■ **WHAT TO PRODUCE**
Please rewrite only the entries from the line with "like [[219, 187]]." to the line with "[[156, 61]]", swapping "tie knot" for "necktie knot" and changing nothing else.

******

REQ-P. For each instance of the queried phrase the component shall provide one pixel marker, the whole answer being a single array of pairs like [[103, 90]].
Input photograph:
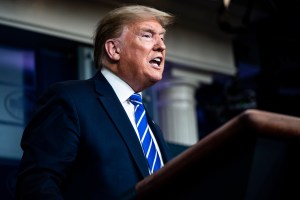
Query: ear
[[112, 49]]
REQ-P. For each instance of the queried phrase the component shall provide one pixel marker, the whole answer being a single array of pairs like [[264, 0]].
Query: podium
[[254, 156]]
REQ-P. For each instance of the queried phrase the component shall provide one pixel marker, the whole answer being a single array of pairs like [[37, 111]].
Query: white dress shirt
[[124, 91]]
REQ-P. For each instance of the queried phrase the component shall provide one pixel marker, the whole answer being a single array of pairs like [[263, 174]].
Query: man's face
[[142, 54]]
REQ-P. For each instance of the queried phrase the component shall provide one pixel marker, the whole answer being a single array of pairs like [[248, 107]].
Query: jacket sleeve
[[50, 144]]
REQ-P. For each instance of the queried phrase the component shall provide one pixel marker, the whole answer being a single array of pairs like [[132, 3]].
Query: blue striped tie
[[148, 145]]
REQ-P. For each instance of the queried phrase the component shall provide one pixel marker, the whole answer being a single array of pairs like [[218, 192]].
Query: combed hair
[[112, 24]]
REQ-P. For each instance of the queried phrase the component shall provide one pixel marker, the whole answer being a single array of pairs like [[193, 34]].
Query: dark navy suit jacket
[[81, 145]]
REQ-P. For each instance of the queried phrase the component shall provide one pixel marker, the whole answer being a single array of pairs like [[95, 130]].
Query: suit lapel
[[159, 139], [119, 117]]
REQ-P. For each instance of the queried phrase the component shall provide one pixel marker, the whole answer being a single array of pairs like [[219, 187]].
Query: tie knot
[[136, 99]]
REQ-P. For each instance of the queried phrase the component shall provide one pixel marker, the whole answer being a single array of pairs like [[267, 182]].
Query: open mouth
[[156, 61]]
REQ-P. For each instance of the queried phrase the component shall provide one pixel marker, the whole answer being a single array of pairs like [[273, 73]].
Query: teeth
[[157, 59]]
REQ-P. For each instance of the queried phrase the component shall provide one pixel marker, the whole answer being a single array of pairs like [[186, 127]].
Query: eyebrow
[[146, 29]]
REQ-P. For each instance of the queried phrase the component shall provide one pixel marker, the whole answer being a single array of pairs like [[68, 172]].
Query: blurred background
[[223, 57]]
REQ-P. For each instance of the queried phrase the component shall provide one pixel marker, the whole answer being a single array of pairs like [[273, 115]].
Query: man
[[83, 142]]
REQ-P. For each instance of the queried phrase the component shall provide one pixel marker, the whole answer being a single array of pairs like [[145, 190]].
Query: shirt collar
[[121, 88]]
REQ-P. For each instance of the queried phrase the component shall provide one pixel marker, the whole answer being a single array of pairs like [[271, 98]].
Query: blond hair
[[112, 24]]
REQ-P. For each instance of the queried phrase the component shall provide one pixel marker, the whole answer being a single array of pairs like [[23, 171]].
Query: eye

******

■ **SOLVED PROBLEM**
REQ-P. For each instance of the queried phrase the component shall provide one pixel marker, the whole answer being a single array of pairs like [[219, 187]].
Query: necktie knot
[[136, 99]]
REQ-P. For each instance of the queried phrase the component shall provide one pixel marker, the whole answer being a single array of pairs like [[267, 182]].
Query: open mouth
[[156, 61]]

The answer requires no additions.